DIRECTIVES:
1. In the risk-factor text, translate this sentence into Spanish: "We do not expect to achieve similar revenue growth rates in future periods."
2. Substitute "share price" for "stock price" in the part of the risk-factor text that opens with the words containing "You should not consider" and closes with "and maintain profitability.", and give that part again.
3. Proceed with the risk-factor text from the point where it stops.

GIVEN TEXT:
- - -

Our revenue growth rate in recent periods may not be indicative of our future performance.

 

You should not consider our revenue growth rate in recent periods as indicative of our future performance. We have recently experienced revenue growth rates of 265% and 143% in fiscal 2010 and 2011, respectively. We do not expect to achieve similar revenue growth rates in future periods. You should not rely on our revenue for any prior quarterly or annual periods as any indication of our future revenue or revenue growth. If we are unable to maintain consistent revenue or revenue growth, our stock price could be volatile, and it may be difficult to achieve and maintain profitability.

 

We have a history of losses, anticipate increasing our operating expenses in the future, and may not be able to maintain or increase profitability or cash flow on a consistent basis. If we cannot maintain or increase our profitability or cash flow, our business, financial condition, and operating results may suffer.

- - -

MATERIAL PROVIDED:
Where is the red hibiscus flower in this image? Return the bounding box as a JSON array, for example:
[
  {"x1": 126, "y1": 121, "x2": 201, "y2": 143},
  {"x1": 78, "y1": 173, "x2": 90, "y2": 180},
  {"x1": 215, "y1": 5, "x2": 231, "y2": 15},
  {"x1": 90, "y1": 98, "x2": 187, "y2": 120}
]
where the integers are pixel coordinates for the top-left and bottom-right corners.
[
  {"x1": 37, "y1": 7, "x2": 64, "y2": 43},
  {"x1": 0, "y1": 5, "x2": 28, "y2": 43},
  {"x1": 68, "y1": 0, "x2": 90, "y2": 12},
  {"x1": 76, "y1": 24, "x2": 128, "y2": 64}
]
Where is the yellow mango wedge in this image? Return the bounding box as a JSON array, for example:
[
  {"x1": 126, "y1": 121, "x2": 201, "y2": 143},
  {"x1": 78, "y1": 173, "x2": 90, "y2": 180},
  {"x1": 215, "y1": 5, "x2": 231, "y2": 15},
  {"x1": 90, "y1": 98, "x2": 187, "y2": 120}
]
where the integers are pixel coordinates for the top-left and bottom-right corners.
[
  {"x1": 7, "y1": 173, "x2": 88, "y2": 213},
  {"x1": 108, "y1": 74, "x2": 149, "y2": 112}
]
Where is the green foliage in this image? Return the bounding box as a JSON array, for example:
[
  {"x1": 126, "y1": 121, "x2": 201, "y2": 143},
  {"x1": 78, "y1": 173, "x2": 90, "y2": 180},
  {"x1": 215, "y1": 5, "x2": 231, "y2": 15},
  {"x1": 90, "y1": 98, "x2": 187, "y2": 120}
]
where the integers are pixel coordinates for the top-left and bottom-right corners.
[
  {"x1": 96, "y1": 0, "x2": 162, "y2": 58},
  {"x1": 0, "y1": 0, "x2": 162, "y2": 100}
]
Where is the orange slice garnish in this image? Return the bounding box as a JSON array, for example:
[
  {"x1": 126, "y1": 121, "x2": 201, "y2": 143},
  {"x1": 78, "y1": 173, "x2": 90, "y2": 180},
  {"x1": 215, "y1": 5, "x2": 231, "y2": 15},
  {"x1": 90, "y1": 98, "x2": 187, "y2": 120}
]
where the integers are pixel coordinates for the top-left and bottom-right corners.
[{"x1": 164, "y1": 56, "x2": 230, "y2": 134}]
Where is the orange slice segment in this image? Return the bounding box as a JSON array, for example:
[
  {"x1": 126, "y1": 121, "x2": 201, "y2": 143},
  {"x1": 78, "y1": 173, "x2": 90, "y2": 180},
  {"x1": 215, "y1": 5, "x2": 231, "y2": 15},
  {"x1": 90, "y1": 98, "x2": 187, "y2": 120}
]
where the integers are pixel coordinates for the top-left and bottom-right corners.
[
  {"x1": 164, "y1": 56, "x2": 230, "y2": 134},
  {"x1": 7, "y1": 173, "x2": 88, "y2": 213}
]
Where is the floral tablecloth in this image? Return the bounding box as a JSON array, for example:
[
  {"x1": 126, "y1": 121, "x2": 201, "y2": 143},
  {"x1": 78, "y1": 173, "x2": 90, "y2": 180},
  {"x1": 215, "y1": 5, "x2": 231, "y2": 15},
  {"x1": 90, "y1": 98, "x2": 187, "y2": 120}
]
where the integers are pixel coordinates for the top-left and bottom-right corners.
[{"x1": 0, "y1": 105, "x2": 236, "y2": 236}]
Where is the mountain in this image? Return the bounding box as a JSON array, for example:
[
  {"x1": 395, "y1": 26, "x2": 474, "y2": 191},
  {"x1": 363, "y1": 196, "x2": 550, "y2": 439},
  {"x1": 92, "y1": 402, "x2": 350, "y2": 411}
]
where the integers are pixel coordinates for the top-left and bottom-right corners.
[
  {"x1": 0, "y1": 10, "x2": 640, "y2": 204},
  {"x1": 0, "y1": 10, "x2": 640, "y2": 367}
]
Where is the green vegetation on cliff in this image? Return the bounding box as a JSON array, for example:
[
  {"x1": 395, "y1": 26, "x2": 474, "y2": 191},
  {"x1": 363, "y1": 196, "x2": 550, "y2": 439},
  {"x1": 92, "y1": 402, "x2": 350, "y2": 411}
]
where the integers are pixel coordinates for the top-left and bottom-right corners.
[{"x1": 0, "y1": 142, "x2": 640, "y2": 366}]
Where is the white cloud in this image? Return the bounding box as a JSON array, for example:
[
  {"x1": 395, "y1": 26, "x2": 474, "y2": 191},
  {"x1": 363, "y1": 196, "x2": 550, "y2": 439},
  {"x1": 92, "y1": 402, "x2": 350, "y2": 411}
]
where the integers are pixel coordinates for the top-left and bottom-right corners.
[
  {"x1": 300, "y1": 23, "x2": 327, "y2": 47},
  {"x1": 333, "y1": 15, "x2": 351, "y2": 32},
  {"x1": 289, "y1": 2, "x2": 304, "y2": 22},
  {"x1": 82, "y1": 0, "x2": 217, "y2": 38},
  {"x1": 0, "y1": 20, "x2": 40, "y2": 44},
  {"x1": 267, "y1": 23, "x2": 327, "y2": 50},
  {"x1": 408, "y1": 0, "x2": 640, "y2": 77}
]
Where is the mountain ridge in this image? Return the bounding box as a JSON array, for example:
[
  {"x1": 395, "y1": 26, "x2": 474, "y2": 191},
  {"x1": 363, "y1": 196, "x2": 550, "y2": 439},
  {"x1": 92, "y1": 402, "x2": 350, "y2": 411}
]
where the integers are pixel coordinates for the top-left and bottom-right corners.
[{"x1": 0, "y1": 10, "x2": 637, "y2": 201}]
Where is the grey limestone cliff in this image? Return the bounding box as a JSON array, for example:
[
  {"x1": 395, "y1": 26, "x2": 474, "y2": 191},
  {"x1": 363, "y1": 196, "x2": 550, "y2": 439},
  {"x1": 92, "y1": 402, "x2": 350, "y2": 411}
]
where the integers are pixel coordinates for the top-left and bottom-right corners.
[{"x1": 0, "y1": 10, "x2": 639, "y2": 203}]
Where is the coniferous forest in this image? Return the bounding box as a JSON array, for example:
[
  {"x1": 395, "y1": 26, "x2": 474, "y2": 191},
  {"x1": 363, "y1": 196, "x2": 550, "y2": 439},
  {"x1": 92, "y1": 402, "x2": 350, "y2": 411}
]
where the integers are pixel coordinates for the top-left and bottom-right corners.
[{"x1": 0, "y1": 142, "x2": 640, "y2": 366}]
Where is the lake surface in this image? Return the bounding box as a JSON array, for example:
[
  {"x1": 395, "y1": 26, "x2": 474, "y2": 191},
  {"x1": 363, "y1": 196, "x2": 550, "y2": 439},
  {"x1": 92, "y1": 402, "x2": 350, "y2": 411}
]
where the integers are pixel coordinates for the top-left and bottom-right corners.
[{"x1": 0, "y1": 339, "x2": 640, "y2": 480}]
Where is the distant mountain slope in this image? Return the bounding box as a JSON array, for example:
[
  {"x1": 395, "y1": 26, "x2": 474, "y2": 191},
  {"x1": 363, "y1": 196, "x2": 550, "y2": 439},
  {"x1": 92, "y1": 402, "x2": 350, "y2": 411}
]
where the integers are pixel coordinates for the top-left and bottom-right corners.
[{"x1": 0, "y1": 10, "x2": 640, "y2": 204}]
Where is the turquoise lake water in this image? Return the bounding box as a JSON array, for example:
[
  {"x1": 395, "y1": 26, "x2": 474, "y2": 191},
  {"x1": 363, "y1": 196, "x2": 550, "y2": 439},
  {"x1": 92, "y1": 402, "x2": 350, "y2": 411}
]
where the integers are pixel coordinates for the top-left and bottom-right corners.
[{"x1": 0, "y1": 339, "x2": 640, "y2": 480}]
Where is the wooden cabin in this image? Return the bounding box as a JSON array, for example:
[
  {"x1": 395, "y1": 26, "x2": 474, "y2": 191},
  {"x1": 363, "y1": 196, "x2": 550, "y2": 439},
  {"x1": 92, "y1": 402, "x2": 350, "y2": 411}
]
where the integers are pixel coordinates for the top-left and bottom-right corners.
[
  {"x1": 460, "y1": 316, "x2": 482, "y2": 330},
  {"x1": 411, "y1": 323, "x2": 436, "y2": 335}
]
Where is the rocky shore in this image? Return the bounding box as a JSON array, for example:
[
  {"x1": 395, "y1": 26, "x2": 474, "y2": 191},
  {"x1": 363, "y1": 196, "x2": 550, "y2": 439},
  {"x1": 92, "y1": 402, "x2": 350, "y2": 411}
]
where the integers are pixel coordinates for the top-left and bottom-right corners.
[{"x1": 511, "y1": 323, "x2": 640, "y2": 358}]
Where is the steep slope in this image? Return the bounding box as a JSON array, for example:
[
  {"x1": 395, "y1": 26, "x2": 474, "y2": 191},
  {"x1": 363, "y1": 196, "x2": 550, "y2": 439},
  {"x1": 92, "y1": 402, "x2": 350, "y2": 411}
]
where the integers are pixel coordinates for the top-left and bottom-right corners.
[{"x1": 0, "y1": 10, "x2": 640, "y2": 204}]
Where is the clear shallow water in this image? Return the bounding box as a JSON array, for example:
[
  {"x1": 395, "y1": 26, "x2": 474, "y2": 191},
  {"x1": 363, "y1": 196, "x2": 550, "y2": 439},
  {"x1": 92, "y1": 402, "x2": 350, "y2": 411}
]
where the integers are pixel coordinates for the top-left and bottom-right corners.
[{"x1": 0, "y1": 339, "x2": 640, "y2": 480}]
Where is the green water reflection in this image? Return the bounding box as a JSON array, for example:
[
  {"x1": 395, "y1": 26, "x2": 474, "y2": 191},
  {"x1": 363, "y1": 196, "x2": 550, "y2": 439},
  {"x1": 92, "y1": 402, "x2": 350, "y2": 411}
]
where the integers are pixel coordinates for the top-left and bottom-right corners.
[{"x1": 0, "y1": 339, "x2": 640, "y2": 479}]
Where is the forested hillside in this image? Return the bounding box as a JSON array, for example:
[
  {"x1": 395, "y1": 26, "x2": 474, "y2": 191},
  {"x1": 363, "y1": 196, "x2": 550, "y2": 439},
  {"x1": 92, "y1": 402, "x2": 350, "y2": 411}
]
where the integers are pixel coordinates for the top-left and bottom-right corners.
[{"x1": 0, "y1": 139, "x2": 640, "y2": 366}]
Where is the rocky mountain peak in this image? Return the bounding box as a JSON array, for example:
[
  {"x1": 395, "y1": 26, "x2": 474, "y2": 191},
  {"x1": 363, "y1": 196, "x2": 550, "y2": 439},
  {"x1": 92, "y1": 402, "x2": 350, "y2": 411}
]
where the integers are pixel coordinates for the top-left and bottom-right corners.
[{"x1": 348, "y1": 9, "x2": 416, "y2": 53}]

- - -

ANSWERS BELOW:
1. No esperamos alcanzar tasas de crecimiento de ingresos similares en periodos futuros.

2.
You should not consider our revenue growth rate in recent periods as indicative of our future performance. We have recently experienced revenue growth rates of 265% and 143% in fiscal 2010 and 2011, respectively. We do not expect to achieve similar revenue growth rates in future periods. You should not rely on our revenue for any prior quarterly or annual periods as any indication of our future revenue or revenue growth. If we are unable to maintain consistent revenue or revenue growth, our share price could be volatile, and it may be difficult to achieve and maintain profitability.

3.
We have incurred net losses in all fiscal years since our inception, including net losses of approximately $12.5 million in fiscal 2011, $21.1 million in fiscal 2010, and $19.0 million in fiscal 2009. As a result, we had an accumulated deficit of $80.8 million at July 31, 2011. We anticipate that our operating expenses will increase substantially in the foreseeable future as we continue to enhance our product and service offerings, broaden our end-customer base, expand our sales channels, expand our operations, hire additional employees, and continue to develop our technology. These efforts may prove more expensive than we currently anticipate, and we may not succeed in increasing our revenues sufficiently, or at all, to offset these higher expenses. Revenue growth may slow or revenue may decline for a number of possible reasons, including slowing demand for our products or services, increasing competition, a decrease in the growth of our overall market, or a failure to capitalize on growth opportunities. Any failure to increase our revenues as we grow our business could prevent us from maintaining or increasing profitability or cash flow on a consistent basis. If we are unable to meet these risks and challenges as we encounter them, our business, financial condition, and operating results may suffer.

 

If we are unable to sell additional products and services to our end-customers, our future revenue and operating results will be harmed.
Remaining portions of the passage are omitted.